▶ **Your objective**: Repeat the lines of the records word for word, beginning at the line containing "Somewhere in the picture above is the wire" and ending at the line containing "116,59 -> 180,146", both included.

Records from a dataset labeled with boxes
▼
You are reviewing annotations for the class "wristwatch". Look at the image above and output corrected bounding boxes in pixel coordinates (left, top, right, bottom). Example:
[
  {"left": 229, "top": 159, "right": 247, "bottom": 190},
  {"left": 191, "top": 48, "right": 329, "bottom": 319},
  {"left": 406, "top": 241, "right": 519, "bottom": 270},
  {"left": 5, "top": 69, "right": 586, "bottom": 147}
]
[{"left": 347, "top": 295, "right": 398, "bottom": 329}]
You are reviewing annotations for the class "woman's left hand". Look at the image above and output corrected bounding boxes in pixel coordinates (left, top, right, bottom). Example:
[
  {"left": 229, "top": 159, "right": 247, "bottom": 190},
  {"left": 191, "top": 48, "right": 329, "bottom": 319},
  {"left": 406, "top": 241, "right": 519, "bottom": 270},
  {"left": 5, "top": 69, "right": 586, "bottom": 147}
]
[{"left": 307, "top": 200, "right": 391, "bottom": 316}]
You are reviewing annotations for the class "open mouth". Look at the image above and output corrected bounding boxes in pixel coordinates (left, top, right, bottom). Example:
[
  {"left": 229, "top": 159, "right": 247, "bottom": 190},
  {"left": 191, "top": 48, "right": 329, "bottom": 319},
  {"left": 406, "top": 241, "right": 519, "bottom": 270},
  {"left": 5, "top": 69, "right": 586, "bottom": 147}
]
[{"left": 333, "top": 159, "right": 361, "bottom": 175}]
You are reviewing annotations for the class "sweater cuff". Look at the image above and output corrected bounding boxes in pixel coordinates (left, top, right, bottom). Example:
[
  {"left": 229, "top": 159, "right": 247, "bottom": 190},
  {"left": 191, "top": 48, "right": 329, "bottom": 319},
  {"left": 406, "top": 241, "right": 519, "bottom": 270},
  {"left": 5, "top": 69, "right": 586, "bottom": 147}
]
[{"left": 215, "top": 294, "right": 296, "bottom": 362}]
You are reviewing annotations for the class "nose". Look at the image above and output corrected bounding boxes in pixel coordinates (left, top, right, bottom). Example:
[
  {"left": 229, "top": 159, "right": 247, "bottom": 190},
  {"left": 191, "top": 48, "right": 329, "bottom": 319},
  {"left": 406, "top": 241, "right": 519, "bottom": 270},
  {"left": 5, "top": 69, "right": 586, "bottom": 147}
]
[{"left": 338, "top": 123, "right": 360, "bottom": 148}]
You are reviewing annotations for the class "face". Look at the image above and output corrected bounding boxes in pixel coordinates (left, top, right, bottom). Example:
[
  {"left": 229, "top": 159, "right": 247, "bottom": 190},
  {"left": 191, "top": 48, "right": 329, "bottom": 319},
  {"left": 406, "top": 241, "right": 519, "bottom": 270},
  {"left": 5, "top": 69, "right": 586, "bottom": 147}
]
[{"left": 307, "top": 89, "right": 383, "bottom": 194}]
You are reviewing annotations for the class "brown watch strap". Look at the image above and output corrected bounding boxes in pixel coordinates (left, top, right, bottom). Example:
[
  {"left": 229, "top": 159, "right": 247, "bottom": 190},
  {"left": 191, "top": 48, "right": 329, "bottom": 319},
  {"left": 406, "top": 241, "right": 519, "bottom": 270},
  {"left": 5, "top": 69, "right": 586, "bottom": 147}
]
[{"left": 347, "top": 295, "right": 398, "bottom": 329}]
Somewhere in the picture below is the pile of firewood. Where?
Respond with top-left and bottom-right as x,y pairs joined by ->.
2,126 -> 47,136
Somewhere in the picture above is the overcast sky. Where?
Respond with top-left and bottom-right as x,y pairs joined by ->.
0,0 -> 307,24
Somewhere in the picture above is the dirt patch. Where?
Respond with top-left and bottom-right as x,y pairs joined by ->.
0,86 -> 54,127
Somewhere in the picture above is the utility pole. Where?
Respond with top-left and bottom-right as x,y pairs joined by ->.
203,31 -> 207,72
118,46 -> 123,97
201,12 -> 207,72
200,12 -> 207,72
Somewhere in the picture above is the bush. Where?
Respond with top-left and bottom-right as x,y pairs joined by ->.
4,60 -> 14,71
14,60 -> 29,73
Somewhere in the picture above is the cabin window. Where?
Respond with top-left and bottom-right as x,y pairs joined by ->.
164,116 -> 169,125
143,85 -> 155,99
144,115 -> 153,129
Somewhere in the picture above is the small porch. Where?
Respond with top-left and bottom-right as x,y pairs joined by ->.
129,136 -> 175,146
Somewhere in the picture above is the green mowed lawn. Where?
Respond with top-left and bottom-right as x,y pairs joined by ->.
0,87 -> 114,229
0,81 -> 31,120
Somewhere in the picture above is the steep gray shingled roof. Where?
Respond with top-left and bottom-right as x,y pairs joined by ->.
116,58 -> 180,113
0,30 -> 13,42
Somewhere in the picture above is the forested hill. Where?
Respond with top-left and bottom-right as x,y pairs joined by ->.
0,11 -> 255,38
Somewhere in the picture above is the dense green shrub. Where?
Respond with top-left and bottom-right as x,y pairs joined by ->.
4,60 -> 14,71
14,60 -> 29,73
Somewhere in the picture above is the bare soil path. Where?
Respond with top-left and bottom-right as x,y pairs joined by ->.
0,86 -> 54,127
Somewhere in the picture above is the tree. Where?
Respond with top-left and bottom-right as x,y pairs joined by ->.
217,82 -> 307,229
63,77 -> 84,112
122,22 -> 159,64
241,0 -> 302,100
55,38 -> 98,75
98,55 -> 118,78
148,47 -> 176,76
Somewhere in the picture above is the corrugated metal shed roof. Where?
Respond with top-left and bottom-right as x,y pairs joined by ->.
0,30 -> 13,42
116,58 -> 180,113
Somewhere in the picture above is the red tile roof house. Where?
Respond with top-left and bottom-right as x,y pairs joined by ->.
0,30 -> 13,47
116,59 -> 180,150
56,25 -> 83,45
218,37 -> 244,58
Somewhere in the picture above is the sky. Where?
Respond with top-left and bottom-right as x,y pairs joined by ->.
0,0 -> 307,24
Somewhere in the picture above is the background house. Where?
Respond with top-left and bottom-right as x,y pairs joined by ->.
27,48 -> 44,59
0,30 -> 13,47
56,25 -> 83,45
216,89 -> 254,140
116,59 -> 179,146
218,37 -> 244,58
▲
▼
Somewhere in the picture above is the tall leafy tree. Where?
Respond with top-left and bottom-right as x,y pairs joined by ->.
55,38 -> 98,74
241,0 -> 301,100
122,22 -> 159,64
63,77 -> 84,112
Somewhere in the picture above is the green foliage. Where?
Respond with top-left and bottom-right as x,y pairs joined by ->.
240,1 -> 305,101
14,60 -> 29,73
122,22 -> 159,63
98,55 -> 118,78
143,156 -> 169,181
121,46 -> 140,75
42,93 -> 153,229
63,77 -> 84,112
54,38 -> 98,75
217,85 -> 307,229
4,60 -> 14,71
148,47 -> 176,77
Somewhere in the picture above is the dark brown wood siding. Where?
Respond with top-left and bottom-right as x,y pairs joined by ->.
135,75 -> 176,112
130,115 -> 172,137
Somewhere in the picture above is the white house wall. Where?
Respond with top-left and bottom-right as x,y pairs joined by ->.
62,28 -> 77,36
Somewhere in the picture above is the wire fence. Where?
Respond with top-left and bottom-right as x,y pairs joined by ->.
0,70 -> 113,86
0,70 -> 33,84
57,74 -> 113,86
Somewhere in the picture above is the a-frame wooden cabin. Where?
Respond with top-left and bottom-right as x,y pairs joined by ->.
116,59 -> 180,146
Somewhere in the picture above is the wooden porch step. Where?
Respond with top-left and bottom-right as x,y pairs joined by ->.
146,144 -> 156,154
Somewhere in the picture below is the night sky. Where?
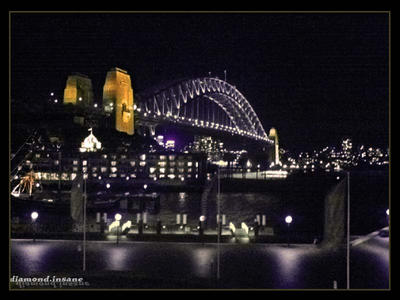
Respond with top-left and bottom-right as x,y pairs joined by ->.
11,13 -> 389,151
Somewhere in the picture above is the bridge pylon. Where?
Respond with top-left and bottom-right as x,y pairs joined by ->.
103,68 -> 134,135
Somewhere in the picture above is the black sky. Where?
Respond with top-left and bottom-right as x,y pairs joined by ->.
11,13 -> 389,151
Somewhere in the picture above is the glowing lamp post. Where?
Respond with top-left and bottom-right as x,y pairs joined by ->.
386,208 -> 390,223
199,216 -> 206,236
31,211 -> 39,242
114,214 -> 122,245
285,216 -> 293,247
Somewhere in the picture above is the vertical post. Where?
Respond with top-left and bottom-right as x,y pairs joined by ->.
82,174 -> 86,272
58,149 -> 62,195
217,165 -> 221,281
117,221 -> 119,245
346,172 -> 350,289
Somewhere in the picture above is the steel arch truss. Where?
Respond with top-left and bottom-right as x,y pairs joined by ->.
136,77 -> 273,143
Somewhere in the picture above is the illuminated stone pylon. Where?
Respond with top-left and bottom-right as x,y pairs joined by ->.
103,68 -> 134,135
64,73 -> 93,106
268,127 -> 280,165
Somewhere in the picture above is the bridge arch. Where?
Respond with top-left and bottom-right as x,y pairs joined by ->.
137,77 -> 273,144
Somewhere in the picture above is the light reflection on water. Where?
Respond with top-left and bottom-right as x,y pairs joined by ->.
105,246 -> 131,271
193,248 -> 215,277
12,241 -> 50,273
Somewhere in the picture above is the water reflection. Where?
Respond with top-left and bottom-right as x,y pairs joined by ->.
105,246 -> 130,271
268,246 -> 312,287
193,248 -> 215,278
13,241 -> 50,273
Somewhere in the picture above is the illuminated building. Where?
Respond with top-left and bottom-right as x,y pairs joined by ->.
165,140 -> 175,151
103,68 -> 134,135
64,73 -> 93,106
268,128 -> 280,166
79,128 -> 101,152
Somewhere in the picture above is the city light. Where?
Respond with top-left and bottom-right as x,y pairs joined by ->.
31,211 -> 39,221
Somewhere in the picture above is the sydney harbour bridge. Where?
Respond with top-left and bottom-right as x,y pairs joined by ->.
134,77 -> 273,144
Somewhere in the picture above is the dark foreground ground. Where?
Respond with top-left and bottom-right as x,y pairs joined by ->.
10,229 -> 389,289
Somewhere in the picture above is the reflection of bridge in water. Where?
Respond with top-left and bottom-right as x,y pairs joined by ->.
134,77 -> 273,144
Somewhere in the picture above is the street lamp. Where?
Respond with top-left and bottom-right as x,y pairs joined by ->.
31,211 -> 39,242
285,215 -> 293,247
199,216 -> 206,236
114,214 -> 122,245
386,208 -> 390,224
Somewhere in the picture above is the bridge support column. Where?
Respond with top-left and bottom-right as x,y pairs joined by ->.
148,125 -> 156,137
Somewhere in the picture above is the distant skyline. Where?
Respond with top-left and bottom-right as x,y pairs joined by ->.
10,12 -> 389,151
▲
▶ **Final answer**:
Somewhere in the picture above is the wire fence. Where?
Respond with top-left and bottom-right as x,y pairs joined by ->.
0,70 -> 113,86
0,70 -> 33,84
57,74 -> 113,86
Somewhere in the picture above is the a-frame wooden cabin. Where?
Respond with top-left and bottom-right as x,y pairs joined by ->.
116,59 -> 180,146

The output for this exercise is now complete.